PAGE:
- - -

Welcome to the 2017 edition of my NCAA tournament guide. Every year Kaggle hosts a data science competition to see who can build the best model for predicting the tournament. The goal of this competition is to produce a win probability for every team in the tournament against every other team. For the matchups that occur, each submission is scored based on how close the probability was to the actual outcome. For example, if I say that Northwestern has a 90% chance of beating Kentucky and they win I only suffer a penalty related to the 10% difference between 100% and 90%. However, in the highly unlikely scenario that Northwestern loses this game I would suffer a much greater penalty related to the 90% difference 90% and 0%.
The analysis I have done is intended to be used for that competition. However, this website is intended to be used to fill out a bracket. Win probabilities cannot fill out a bracket on their own, so I have created tools that will assist you in applying my research to that task. I have added a few features this year, most notably the bracket. This now allows you to view the whole bracket and see all the win probabilities as different teams advance.
The power rankings are simply my ranking of every team in college basketball as measured by their opponent adjusted point differential. Only the top 25 are shown by default but the rest can be toggled by clicking to show more/less. Additionally, each of the tournament teams contain a link to that team's stats page.
The stats page highlights a selection of the opponent adjusted stats that I generated for this analysis. All of the columns are sortable. Only the tournament teams are given in this section and all of their team names link to that team's stats page.
The projections page allows the user to select any two teams in the tournament via drop down menus and compare them side by side. The probability that the first selected team beats the second is given as well as a statistical comparison of the two teams.
The bracket tool gives the entire bracket (be sure to scroll or swipe around as it is very large). Each node in the graph, represented by a team name with seed as well as a team icon is clickable. Clicking the team will imply a win in that round and advance the team to the next round. When there is a valid matchup present the win probability for each team is presented next to the team name. There is a toggle in the upper left corner that allows the user to switch from win probabilities to point spreads.
When a team is clicked that invalidates downstream matchups, that whole stream is cleared from the bracket. Refreshing the page will always reset the bracket to its original state. As the tournament progresses I will update the bracket to reflect the actual results, and this will become the default state. However, you will still be able to manipulate the entire bracket.

- - -

EXTRACTED ENTRIES:
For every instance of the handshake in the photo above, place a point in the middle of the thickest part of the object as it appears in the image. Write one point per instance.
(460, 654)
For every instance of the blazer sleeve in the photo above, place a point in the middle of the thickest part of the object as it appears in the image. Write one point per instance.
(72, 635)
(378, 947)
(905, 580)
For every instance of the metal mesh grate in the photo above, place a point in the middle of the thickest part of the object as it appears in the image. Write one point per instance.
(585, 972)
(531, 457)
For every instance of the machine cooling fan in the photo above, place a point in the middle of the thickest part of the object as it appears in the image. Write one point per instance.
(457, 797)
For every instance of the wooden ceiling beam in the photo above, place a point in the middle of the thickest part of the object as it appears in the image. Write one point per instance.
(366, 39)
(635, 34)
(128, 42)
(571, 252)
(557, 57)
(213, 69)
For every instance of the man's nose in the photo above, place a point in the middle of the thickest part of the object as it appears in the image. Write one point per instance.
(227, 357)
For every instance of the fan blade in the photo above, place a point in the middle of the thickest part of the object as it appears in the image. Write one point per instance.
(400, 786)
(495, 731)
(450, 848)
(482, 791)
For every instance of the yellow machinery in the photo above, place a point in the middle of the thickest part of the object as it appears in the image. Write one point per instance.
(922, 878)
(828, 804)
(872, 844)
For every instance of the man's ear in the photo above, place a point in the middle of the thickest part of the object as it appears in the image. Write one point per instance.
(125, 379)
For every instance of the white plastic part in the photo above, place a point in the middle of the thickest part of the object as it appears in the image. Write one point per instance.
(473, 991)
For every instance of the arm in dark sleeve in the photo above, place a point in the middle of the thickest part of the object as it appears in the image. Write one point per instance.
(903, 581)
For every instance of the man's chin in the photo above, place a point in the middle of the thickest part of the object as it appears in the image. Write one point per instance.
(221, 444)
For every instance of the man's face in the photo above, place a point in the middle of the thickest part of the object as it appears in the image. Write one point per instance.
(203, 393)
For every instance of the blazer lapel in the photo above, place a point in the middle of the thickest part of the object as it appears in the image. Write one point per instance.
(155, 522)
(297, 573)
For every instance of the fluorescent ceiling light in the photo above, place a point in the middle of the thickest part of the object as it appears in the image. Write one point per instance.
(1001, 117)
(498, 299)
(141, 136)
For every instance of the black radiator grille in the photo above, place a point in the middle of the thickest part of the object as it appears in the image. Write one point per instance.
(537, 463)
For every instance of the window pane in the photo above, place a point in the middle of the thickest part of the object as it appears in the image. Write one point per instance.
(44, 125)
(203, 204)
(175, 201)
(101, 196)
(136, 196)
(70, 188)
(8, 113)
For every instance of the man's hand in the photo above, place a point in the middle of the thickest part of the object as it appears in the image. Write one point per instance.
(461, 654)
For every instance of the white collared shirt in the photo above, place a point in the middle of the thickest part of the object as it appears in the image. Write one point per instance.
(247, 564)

- - -

TASK REQUIREMENTS:
1. In the NCAA tournament guide, what does the toggle in the upper left corner of the bracket tool let the user switch between?
2. Name every page or tool of the website that the NCAA tournament guide describes.
3. Continue the NCAA tournament guide from its final sentence.

THE REPLIES:
1. It switches between win probabilities and point spreads.

2.
- Power rankings
- Stats page
- Projections page
- Bracket tool

3.
|Seed A||Seed B||Expected Win Probability|
Before we get to the math which I'm sure you will all stick around for and read diligently, here are a few notes on how to interpret the various numbers you will see here.
The probabilities are the most straightforward, and important, and can be found in the projections and bracket pages. This is simply the probability that team A will beat team B. There are two important things to note here. The first is that a team with a 90% win probability is not guaranteed to win, and will, in fact, lose 1 in every 10 matchups with that opponent. The second note is around bracket strategy. If you were simply trying to give yourself the best chance to get every game right, you would pick the team with the higher win probability in every game. However, my model is not going to get every game right and neither will anyone else. Your true goal is get more games right than anyone else in your bracket group. To accomplish this you are going to need to pick some upsets, so you should look for matchups where the lower seed has a higher probability than you would expect given their seed. These are the upsets where you will gain an advantage over the rest of your pool. For example, using the chart below and everyone's favorite matchup, a 12 seed should beat a 5 seed 29% of the time, so if you see a 12 seed with a 40% win probability then that is a good pick to gain an advantage in your pool even though that team is not favored (the table to the left gives all the first round seed pairings and you can generate more seed based expected probabilities using the formula 50 + 3* seed difference). My last word about this is that you should also take into account the size of your pool; bigger groups require more upset picks and smaller groups fewer.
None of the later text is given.